## Problem requirements:
Write each line exactly, from the line that holds "Task: where can the white" through the final line of the material, and no other line.

## Task data:
>> begin

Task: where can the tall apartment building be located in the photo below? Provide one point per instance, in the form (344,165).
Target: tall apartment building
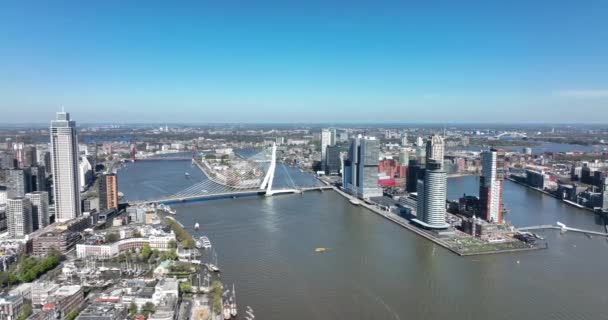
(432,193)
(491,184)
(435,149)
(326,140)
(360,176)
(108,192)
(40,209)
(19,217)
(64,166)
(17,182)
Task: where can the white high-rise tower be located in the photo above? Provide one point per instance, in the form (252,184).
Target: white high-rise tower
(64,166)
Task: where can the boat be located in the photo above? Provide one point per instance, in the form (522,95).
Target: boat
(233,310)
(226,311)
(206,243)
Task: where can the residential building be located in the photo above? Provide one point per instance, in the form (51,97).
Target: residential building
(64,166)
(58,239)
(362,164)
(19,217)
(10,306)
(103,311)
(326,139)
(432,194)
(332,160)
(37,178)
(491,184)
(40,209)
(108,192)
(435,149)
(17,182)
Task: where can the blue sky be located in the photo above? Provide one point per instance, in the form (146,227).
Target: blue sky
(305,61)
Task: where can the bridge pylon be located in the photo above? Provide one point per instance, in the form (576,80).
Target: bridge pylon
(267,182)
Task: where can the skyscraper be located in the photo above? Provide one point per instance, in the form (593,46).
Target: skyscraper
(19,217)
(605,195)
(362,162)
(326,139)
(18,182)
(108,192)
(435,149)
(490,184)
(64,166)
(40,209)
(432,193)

>> end

## Result of this task:
Task: where can the white high-rise tower be located in the photo above? Provide one point per instance, in the form (252,184).
Target: white high-rise tower
(64,166)
Task: where can the boat be located in the photo above? Provide one point per instance, in the form (522,95).
Target: boat
(233,310)
(226,311)
(206,243)
Task: where can the residential building be located in the photo above? Provide one point per instance, in the form (51,97).
Target: residential building
(64,166)
(58,239)
(362,164)
(19,217)
(10,306)
(103,311)
(326,139)
(432,194)
(332,160)
(37,178)
(491,184)
(40,209)
(108,192)
(435,149)
(17,182)
Task: where can the blue sky be located in the photo above? Provide one point per instance, in the form (146,227).
Target: blue sky
(305,61)
Task: where can the bridge pylon be located in the photo above? Provide one point per instance, in the form (576,80).
Target: bridge pylon
(267,182)
Task: where can the skyscraper be located in the photo above? Provide one point per instance, in the form (593,46).
Target: skyscraper
(19,217)
(605,195)
(362,162)
(326,139)
(18,182)
(108,192)
(435,149)
(490,184)
(64,166)
(40,209)
(432,193)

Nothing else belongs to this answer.